Consignes >>
Recopiez l'entretien sur Kazan en partant de « Kazan permet de » et en continuant jusqu'à « une autre histoire. ». Modifiez au passage « restaurant » en « théâtre ».

Vous êtes à Kazan. Pourquoi ne pas avoir choisi la capitale russe ?
Trop gris, trop de monde, trop de bouchons, trop cher. Kazan est superbe. Les gens sont tolérants, qu’ils soient musulmans, juifs ou chrétiens. Tout le monde vit en harmonie. Il y a beaucoup de couples inter-religions où le mari attend 21 heures en période de ramadan pour manger avec son épouse et où la femme musulmane prépare le « kulitch » ou des œufs de Pâques pour son mari et fait des petits plats à Noël. C’est à en rêver de voir ça en France un jour mais je n’y crois pas. Les Français ont été trop longtemps passifs et gentillets avec les autres religions et ils se sont aujourd’hui fait « manger ».
Kazan permet de voir le ciel. On a avec ces routes à quatre ou cinq voies une sensation de liberté. Le soir vous pouvez décider de rentrer du restaurant avec votre épouse à n’importe quelle heure, à pied. Personne ne viendra vous agresser. Les femmes sont belles et personne ne les traite de « sale pute blanche ». Les hommes regardent, essayent de placer un regard pour séduire et je trouve ça beau. Dans chaque chose je vois une âme russe poétique et rêveuse, ce qui est très bien mais pas dans leur travail. Pour ça c’est une autre histoire.
Quelles ont été les étapes à suivre pour s’installer en Russie et pour y avoir le droit d’ouvrir une boulangerie ?
Cela a été très dur psychologiquement, surtout au début de se lancer et de ne jamais s’arrêter même en cas de doute malgré les critiques. Les gens qui vous disent qu’on ne va pas y arriver, essayer de peser les décisions, de connaître au mieux les gens, d’apprendre à connaître le milieu ou j’allais m’installer. Je n’ai compté sur personne. J’ai demandé de l’aide. On m’a reçu mais je n’ai jamais reçu aucune suite à ces rendez-vous. J’ai donc tout fait par moi-même. Ensuite, une fois le système enclenché, tout se fait lentement mais sûrement, contrairement à ce qu’on m’avait dit (encore des clichés). On ne m’a pas demandé d’argent. On m’a plutôt bien reçu. Je me retrouvais même parfois devant des chefs de certains services qui voulaient me voir car comme j’avais été policier et eux aussi, nous avions des choses à nous dire, c’était très enrichissant et intéressant.
Quel budget faut-il pour ouvrir une boulangerie en Russie ?

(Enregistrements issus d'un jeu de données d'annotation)

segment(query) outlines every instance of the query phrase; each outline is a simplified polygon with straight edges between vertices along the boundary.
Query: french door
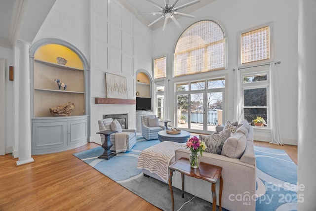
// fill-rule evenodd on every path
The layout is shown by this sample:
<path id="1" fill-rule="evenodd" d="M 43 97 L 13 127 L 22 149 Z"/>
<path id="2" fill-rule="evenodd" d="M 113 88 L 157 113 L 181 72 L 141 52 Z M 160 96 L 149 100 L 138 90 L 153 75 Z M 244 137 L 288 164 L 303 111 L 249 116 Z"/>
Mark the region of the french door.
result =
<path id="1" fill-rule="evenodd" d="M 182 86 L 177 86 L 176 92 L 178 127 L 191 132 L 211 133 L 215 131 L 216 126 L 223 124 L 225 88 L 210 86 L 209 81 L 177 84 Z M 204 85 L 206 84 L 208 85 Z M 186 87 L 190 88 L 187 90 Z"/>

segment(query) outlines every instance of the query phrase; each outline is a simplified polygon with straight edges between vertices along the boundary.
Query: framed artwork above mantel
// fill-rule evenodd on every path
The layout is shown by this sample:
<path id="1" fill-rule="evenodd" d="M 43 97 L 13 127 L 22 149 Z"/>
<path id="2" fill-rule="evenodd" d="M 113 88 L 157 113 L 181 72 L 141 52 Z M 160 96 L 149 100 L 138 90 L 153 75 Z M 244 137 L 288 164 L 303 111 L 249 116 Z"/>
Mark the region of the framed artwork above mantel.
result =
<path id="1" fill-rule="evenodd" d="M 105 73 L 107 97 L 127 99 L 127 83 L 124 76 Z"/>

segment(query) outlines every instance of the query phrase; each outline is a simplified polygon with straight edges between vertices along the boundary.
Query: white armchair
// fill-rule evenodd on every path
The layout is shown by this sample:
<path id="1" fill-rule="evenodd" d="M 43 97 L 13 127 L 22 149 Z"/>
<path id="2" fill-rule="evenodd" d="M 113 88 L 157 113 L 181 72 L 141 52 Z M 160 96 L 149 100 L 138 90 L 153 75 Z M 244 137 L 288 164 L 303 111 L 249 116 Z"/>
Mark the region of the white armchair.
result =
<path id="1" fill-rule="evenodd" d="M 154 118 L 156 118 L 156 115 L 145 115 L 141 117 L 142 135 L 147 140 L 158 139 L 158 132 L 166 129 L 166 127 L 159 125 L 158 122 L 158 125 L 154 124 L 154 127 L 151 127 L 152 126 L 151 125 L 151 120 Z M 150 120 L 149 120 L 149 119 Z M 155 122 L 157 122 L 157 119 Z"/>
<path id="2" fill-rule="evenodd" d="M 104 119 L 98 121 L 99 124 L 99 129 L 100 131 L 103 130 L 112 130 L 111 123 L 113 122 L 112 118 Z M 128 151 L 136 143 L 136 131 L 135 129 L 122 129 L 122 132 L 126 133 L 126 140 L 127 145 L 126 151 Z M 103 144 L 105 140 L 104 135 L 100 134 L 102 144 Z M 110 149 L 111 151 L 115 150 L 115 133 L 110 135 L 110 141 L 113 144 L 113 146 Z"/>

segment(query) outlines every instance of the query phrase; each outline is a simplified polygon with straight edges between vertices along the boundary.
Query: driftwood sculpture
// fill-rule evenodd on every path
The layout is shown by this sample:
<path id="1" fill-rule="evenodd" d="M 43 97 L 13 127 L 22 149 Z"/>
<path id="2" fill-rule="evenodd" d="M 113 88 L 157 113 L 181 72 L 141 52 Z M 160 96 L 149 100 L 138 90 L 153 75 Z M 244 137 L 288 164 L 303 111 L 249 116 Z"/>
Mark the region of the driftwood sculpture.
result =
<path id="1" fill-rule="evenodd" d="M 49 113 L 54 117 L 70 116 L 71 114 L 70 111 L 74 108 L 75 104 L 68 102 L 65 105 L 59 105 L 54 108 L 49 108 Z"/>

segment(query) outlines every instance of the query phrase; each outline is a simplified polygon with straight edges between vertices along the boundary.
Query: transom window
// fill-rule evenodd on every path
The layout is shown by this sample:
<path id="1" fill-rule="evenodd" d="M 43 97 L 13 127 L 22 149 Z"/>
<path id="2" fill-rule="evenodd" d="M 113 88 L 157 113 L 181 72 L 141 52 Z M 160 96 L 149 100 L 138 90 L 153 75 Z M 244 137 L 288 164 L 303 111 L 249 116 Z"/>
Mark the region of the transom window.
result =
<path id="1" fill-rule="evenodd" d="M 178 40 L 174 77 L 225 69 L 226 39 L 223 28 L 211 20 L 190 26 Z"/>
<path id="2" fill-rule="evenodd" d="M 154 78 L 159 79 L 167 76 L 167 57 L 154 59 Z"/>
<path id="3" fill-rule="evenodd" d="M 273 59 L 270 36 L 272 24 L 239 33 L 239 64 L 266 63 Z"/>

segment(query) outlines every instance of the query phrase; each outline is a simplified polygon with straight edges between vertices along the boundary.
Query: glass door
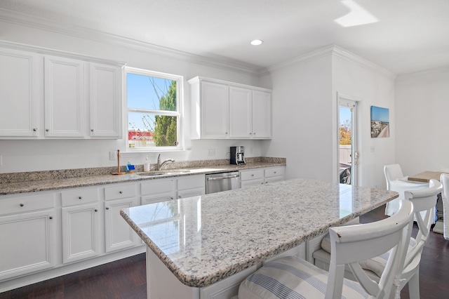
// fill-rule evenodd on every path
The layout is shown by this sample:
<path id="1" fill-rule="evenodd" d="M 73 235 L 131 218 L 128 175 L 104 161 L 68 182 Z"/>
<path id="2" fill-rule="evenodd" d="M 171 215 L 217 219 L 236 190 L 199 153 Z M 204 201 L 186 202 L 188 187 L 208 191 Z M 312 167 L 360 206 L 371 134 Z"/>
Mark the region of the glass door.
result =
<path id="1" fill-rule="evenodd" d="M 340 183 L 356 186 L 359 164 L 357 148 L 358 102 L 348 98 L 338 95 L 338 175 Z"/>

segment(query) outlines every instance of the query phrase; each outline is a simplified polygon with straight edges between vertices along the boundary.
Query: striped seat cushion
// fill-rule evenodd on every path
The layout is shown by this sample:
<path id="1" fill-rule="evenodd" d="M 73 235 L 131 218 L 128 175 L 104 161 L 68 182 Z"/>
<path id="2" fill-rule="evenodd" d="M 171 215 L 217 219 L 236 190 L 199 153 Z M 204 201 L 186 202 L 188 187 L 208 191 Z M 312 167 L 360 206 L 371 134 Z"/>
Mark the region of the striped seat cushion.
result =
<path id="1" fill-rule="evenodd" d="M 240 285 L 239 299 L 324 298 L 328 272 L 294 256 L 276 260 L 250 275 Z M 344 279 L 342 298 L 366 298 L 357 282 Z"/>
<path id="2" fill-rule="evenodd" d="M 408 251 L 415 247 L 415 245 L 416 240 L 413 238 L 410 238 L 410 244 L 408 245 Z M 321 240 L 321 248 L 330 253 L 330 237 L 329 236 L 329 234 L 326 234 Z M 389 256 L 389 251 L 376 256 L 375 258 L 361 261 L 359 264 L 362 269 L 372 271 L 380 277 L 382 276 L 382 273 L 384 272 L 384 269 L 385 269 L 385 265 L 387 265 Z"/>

Solution rédigée >>
Kazan permet de voir le ciel. On a avec ces routes à quatre ou cinq voies une sensation de liberté. Le soir vous pouvez décider de rentrer du théâtre avec votre épouse à n’importe quelle heure, à pied. Personne ne viendra vous agresser. Les femmes sont belles et personne ne les traite de « sale pute blanche ». Les hommes regardent, essayent de placer un regard pour séduire et je trouve ça beau. Dans chaque chose je vois une âme russe poétique et rêveuse, ce qui est très bien mais pas dans leur travail. Pour ça c’est une autre histoire.